> **GOAL**:
Reproduce the material in full, unchanged.

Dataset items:
▽
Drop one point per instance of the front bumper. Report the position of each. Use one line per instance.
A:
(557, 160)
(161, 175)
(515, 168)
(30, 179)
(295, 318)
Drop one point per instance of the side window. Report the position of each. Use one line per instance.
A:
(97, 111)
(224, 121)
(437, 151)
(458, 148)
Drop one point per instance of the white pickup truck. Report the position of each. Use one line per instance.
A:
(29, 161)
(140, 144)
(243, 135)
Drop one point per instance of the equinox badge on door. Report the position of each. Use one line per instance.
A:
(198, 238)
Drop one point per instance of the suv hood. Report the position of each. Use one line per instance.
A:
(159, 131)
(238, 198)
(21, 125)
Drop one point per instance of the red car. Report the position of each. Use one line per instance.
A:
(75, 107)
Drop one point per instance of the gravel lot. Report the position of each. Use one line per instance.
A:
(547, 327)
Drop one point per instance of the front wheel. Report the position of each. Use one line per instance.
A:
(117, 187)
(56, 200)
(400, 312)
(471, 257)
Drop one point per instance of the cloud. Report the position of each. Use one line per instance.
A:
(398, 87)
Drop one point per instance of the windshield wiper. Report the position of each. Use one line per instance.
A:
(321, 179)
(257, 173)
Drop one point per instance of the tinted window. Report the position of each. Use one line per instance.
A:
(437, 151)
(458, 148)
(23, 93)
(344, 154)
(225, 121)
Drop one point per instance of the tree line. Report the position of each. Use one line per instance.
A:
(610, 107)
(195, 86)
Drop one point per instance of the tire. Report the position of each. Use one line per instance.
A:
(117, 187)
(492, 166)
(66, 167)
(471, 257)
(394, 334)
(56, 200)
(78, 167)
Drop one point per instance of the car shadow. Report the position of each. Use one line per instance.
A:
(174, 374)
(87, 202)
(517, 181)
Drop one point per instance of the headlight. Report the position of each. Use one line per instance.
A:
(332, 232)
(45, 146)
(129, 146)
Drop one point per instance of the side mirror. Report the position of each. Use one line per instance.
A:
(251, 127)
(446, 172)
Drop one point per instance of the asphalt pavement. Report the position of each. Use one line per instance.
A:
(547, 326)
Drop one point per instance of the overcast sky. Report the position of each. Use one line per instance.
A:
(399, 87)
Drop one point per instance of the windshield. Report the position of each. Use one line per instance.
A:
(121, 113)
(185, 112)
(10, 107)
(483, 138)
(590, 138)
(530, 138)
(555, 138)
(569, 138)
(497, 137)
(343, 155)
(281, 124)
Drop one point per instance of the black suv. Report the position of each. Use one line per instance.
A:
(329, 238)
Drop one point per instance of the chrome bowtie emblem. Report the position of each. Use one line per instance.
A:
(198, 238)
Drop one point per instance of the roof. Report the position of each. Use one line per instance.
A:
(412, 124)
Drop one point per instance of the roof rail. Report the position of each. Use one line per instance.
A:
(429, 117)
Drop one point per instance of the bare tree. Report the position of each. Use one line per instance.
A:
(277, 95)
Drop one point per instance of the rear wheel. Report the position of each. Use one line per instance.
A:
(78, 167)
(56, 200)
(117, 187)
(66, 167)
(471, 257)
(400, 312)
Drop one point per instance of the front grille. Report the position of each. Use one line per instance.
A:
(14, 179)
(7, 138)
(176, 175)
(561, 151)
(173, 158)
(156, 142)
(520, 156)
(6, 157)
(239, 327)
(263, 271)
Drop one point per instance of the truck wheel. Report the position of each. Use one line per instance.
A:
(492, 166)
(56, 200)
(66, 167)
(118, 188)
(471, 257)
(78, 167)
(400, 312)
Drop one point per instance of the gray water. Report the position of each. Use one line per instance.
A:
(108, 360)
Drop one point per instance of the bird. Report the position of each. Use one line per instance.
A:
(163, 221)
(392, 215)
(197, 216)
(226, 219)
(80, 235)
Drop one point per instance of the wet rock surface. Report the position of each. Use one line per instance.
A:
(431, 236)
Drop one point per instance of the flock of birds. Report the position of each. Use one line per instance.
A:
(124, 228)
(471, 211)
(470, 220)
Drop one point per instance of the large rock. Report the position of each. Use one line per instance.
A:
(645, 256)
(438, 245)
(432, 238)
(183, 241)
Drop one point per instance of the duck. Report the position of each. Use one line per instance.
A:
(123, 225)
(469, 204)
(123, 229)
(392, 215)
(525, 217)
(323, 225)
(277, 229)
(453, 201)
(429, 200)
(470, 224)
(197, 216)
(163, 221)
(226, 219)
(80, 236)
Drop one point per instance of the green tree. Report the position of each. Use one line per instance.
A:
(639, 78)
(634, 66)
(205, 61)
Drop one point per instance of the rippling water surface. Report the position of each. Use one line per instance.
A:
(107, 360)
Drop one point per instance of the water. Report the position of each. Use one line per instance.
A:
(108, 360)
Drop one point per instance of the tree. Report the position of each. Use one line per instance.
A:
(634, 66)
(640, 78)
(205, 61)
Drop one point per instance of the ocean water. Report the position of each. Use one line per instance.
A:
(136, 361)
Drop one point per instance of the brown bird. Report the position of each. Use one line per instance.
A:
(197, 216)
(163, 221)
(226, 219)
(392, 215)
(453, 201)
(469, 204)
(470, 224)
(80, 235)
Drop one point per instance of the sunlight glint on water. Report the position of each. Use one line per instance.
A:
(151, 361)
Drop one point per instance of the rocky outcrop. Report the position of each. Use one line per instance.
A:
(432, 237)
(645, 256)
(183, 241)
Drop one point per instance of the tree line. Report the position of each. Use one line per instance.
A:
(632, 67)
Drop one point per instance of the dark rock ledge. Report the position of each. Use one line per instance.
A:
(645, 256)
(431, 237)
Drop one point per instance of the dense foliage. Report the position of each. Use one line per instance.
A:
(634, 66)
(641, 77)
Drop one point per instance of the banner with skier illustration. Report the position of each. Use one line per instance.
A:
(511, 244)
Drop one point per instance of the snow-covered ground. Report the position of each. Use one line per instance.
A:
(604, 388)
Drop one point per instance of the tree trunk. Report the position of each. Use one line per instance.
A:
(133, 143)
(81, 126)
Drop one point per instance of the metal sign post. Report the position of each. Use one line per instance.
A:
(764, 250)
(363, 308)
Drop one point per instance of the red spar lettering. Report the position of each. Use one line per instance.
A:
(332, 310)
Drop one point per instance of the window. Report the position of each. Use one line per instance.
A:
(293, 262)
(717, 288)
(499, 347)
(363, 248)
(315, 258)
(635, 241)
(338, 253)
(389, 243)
△
> **TASK RESULT**:
Drop one point per instance of the front bumper. Report the position of each. Use one line per instance.
A:
(557, 160)
(161, 175)
(515, 168)
(30, 179)
(295, 318)
Drop one point per instance of the side window. Report the position of each. Use one line per instance.
A:
(97, 111)
(224, 121)
(437, 151)
(458, 148)
Drop one point per instance of the white pickup truck. Report the position of each. Use one line per instance.
A:
(29, 161)
(140, 144)
(243, 135)
Drop one point per instance of the equinox badge on door. Report the position of each. Use one line per instance.
A:
(198, 238)
Drop one point per instance of the suv hood. Report the position of each. Use one line per instance.
A:
(159, 131)
(238, 198)
(21, 125)
Drop one point per instance of the red car. Report the position of each. Use one line per instance.
A:
(75, 107)
Drop one point per instance of the gravel lot. Report the position of each. Use one line per instance.
A:
(547, 327)
Drop one point per instance of the front wheel. Report the position of each. Use one line per instance.
A:
(117, 187)
(56, 200)
(400, 312)
(471, 257)
Drop one point per instance of the cloud. Report the position of each. Use one line per instance.
A:
(398, 87)
Drop one point per instance of the windshield wiper. Report the position of each. Use one line per instance.
A:
(321, 179)
(257, 173)
Drop one point per instance of the tinted window. Report the position of each. Use one line per instance.
A:
(437, 151)
(458, 148)
(23, 93)
(344, 154)
(225, 121)
Drop one point per instance of the tree line. Report the position of each. Use one line per instance.
A:
(610, 107)
(195, 86)
Drop one point per instance of the tire. Report the position of each. Use one line per instance.
A:
(117, 187)
(492, 166)
(66, 167)
(471, 257)
(394, 334)
(56, 200)
(78, 167)
Drop one point per instance of the car shadow. Report the position of each. Use one line per instance.
A:
(174, 374)
(87, 202)
(517, 181)
Drop one point per instance of the headlight. Report the position of each. Use one line per instance.
A:
(332, 232)
(45, 146)
(129, 146)
Drop one point per instance of the side mirror. Report the position of each. Use one line per instance.
A:
(251, 127)
(446, 172)
Drop one point per instance of the asphalt pavement. Report the position of each. Use one line per instance.
A:
(547, 326)
Drop one point per instance of the overcast sky. Report the position of each. Use one line per instance.
A:
(399, 87)
Drop one point per instance of the windshield. Report the position of each. Use one line per instance.
A:
(121, 113)
(185, 112)
(10, 107)
(483, 138)
(590, 138)
(530, 138)
(555, 138)
(569, 138)
(497, 137)
(343, 155)
(281, 124)
Drop one point per instance of the black suv. Report the position of each. Use one line per instance.
A:
(329, 238)
Drop one point per instance of the chrome bowtie emblem. Report the position of each. Use one line per instance.
A:
(198, 238)
Drop one point per instance of the roof. Report the position of each. Use one line per instance.
A:
(412, 124)
Drop one point per instance of the roof rail. Report the position of each. Use one line per instance.
A:
(429, 117)
Drop one point per instance of the bare tree. Report the position of each. Use one line per instance.
A:
(277, 95)
Drop one point per instance of the rear wheel. Report the position of each. Use one line per instance.
A:
(78, 167)
(56, 200)
(117, 187)
(66, 167)
(471, 257)
(400, 312)
Drop one point per instance of the front grille. Report the position of each. Use one line per instance.
A:
(14, 179)
(7, 138)
(176, 175)
(561, 151)
(173, 158)
(156, 142)
(520, 156)
(6, 157)
(239, 327)
(263, 271)
Drop one point per instance of the truck wheel. Report the position of each. Use one line per instance.
A:
(492, 166)
(56, 200)
(66, 167)
(118, 188)
(471, 257)
(78, 167)
(400, 312)
Drop one point per instance of the gray water. Report the position of each. Use one line per instance.
A:
(108, 360)
Drop one point per instance of the bird. Report the position of each. Use one line per instance.
A:
(163, 221)
(392, 215)
(197, 216)
(226, 219)
(80, 235)
Drop one point per instance of the wet rock surface. Report the position of each. Use one line per instance.
A:
(431, 236)
Drop one point per instance of the flock of birds. Report the position of each. Use one line per instance.
A:
(124, 228)
(471, 211)
(470, 220)
Drop one point per instance of the large rock. Report the position of each. Use one line per instance.
A:
(645, 256)
(438, 245)
(432, 238)
(183, 241)
Drop one point per instance of the duck. Report the position of each. Use one line per instance.
A:
(123, 225)
(469, 204)
(123, 229)
(392, 215)
(525, 217)
(323, 225)
(277, 229)
(453, 201)
(429, 200)
(470, 224)
(197, 216)
(163, 221)
(226, 219)
(80, 236)
Drop one point per instance of the green tree. Report the position of each. Use one line per instance.
A:
(639, 78)
(634, 66)
(205, 61)
Drop one point per instance of the rippling water surface. Report the position of each. Use one line per instance.
A:
(107, 360)
Drop one point per instance of the water. Report the position of each. Use one line per instance.
A:
(108, 360)
Drop one point per instance of the tree. Report the position of each. Use one line per instance.
A:
(634, 66)
(640, 78)
(205, 61)
Drop one point per instance of the ocean water. Report the position of each. Use one line per instance.
A:
(136, 361)
Drop one point per instance of the brown bird. Report the position of each. Use one line per instance.
A:
(197, 216)
(163, 221)
(226, 219)
(392, 215)
(453, 201)
(469, 204)
(470, 224)
(80, 235)
Drop one point per instance of the sunlight glint on water. Report the position of each. Use one line per instance.
A:
(151, 361)
Drop one point per instance of the rocky outcrop. Report the position of each. Use one line per instance.
A:
(432, 237)
(645, 256)
(183, 241)
Drop one point per instance of the tree line. Report the position of each. Use one line per instance.
A:
(632, 67)
Drop one point per instance of the dark rock ledge. Report the position of each. Use one line per instance.
A:
(645, 256)
(431, 237)
Drop one point per instance of the dense foliage. Report the position of each. Use one line per instance.
A:
(634, 66)
(641, 77)
Drop one point per instance of the banner with skier illustration. Report the position of each. Use one line per instance.
A:
(511, 244)
Drop one point per instance of the snow-covered ground. Report the position of each. Use one line per instance.
A:
(604, 388)
Drop one point per instance of the tree trunk. Report the position of each. Use one line per instance.
A:
(133, 143)
(81, 126)
Drop one point per instance of the metal sign post. Report the position of each. Use one line per instance.
A:
(764, 250)
(363, 308)
Drop one point per instance of the red spar lettering. Report the position of each. Use one line per instance.
A:
(332, 310)
Drop one point per instance of the window. Report the position of each. Use one line per instance.
A:
(293, 262)
(717, 288)
(499, 347)
(363, 248)
(315, 258)
(635, 241)
(338, 253)
(389, 243)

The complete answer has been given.